§ WORK TO BE COMPLETED: Give the data again word for word; drop the pictures.

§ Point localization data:
------------------------------------------------------------

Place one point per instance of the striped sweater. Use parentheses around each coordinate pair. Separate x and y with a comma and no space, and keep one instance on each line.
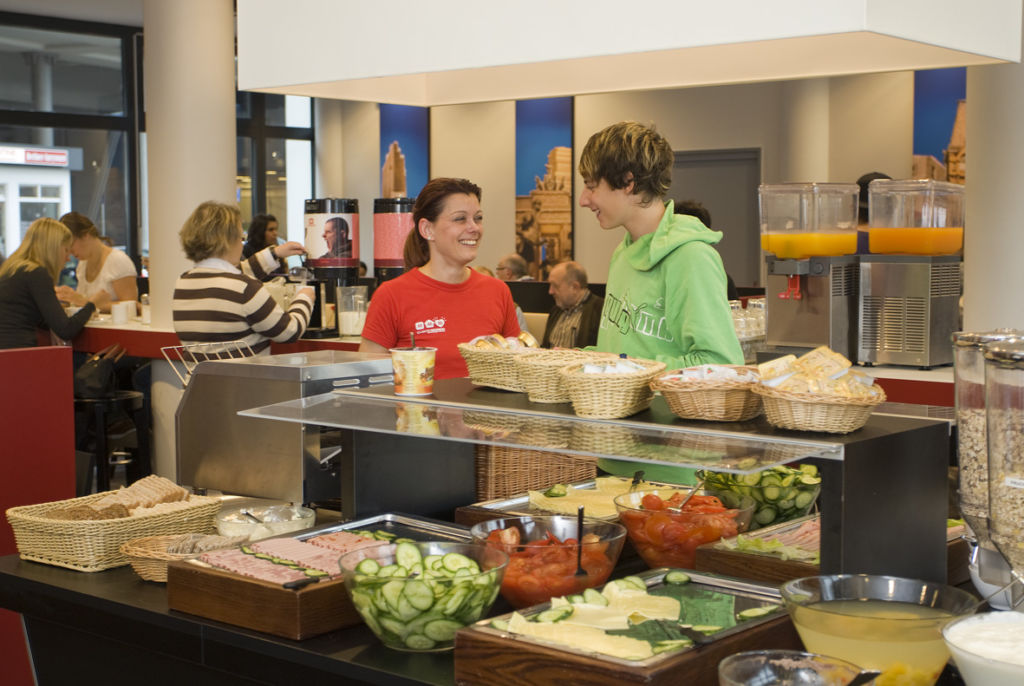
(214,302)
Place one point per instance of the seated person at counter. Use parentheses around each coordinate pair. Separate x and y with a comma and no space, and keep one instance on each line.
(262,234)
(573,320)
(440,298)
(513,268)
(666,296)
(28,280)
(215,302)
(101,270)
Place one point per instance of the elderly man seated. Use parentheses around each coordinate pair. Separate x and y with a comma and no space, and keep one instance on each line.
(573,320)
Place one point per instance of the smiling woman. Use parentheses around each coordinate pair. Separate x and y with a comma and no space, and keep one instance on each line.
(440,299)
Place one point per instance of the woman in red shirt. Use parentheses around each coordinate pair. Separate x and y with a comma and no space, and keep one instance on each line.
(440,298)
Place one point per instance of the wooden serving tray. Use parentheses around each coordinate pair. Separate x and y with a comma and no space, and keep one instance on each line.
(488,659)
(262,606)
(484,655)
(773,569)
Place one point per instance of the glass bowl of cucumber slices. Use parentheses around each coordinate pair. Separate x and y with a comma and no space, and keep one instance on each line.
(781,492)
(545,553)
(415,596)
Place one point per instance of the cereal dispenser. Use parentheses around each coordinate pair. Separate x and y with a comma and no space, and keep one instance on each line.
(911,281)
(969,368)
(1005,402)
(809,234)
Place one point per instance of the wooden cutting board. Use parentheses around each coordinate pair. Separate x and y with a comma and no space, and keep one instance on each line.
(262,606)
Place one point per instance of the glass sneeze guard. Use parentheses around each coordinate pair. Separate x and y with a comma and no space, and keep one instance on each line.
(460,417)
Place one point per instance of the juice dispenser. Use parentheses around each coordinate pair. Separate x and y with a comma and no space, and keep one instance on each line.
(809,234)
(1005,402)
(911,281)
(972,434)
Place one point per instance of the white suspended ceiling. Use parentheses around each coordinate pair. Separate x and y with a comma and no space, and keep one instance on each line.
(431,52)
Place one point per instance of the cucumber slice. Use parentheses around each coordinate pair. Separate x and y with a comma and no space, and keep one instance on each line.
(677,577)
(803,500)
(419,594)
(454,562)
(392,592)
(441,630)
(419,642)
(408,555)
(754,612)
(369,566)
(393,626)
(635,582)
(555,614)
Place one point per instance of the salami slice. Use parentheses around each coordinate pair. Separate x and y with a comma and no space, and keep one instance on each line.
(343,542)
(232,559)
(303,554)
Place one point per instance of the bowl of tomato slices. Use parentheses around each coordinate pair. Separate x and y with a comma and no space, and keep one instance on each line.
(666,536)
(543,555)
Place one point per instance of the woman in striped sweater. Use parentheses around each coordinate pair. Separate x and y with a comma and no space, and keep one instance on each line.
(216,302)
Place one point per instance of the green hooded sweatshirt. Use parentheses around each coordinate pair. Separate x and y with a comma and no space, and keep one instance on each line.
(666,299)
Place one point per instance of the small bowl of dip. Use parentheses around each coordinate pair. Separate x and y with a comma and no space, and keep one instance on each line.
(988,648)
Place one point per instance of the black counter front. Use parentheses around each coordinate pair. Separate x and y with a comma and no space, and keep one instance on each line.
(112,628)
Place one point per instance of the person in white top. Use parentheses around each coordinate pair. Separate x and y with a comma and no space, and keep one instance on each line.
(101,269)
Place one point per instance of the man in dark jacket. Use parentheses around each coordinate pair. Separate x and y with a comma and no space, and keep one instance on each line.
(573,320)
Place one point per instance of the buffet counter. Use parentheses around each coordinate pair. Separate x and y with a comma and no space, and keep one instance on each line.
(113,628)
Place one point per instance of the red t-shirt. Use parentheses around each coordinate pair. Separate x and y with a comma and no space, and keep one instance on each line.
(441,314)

------------------------------------------------------------

§ RESPONSE AREA:
Place one point per instance of the striped sweater. Use parentheses around each coordinate pair. Separate x and y with a comma and no space, and keep one instance on each line.
(214,302)
Place one point per instance of the seated person at counter. Use parentheses around each coordinate pair. Separate x and y with a comma and no space, and keep one instance on each line.
(262,234)
(573,320)
(440,298)
(513,268)
(666,296)
(28,280)
(215,302)
(101,270)
Place one point per instance of the elderly man seated. Use parentheses around each coordinate pair. Separate x and y with a comma and no space, and keep one instance on each line.
(573,320)
Place one point per instance of the smiling woman. Use parentheses around each coordinate pair. Separate x and y with a comma and no space, and keep one instance on each line.
(440,299)
Place one point per instance of the woman in red shirt. Use parentheses around each coordinate pair. Separate x and y with a comma and no space, and keep one instance on each line.
(440,298)
Place one point per instance of the wooden serving tray. Use parentheses around each coordinate pair. Separate x and y with a comma and no space, and keep one instance on each line.
(488,659)
(262,606)
(484,655)
(773,569)
Place one point per instance of the glass bowl of cucumber slices. Use parentheses around each coordinate pair. Separate x and y with a comma and no space, and keep one instance on each line.
(781,492)
(545,553)
(415,596)
Place one point per instance of the cereal dispenser. Use parentheses around each coordinate pair. Separate x and y with a comma and no space, and keep one instance on each line.
(911,281)
(969,368)
(1005,402)
(809,234)
Place one point per instance of the wooden cutting board. Use parentheses around each coordinate pair. Separate x and y with a comma and no space, and keep one instance on each line.
(262,606)
Place one point per instance of the glass sneeze guard. Use parentheses around each coordinate pair. Separate x and y with a comma and no space, and keep one instance on each line.
(460,417)
Place one point per instance of the juice dispenser. Use parentheses around each coordinate pair. Separate x and y with a comma and no space, and keep one instance on each line.
(809,234)
(1005,402)
(911,281)
(972,434)
Place one point per instance of the white suspended ceiling. Use parentheses around each coordinate pair. Separate x and y with a comma and no space, and keep one instance on each line.
(431,52)
Place one point per instance of the cucumber slice. Use parentheses around each coordinate pair. Separate x and y with a comma and no space, and keep one instance on each line.
(677,577)
(803,500)
(419,594)
(454,562)
(392,592)
(441,630)
(419,642)
(408,555)
(754,612)
(369,566)
(393,626)
(635,582)
(555,614)
Place one point per instance of the salami slice. Use parentheses around each coordinate pair. Separate x and y with a comma and no space, and keep one instance on each line.
(343,542)
(232,559)
(303,554)
Place one point per instance of the bowl of tomato slices. Use parentheses around each coordinate pair. Separate x and y with a comma and no space, and keep one instance on each line.
(666,536)
(543,555)
Place one point per instance of the woman in striped sweater. Use parentheses around each coordinate pair. Separate x and y with a comma and no space, and keep one instance on each line.
(216,302)
Place one point per instance of the green hooded sweatshirt. Use parentheses around each coordinate pair. Separate x and y with a comma and no space, and keep one instance on each line.
(666,299)
Place one point per instance of the small bowl of dip. Use parentheses around each coordinate pair. Separate x and y with a comma and no space, and keep one instance on each line.
(988,648)
Place one point per instance of the black counter front. Use parentheses around each coordinate pair. Separate x and y with a comma and no space, and keep one instance on each line.
(112,628)
Place one point per instance of the person in white top. Use parentheses around each coordinate pair. Separate x and y with a comma and no space, and keep one instance on each line.
(101,269)
Place one point per instance of the man in dark jacket. Use parentheses around each coordinate pair. Separate x and y with a comma and no space, and keep one instance on each line.
(573,320)
Place one point per instance of the buffet counter. Use parentheses around each coordinate pair. Separate x and y with a comma and no space, and keep one instance on each line.
(113,628)
Place one point per instance of the red t-shirt. Use parentheses around each coordinate pair. Separate x and y with a comma and no space, and keep one instance on each line.
(441,314)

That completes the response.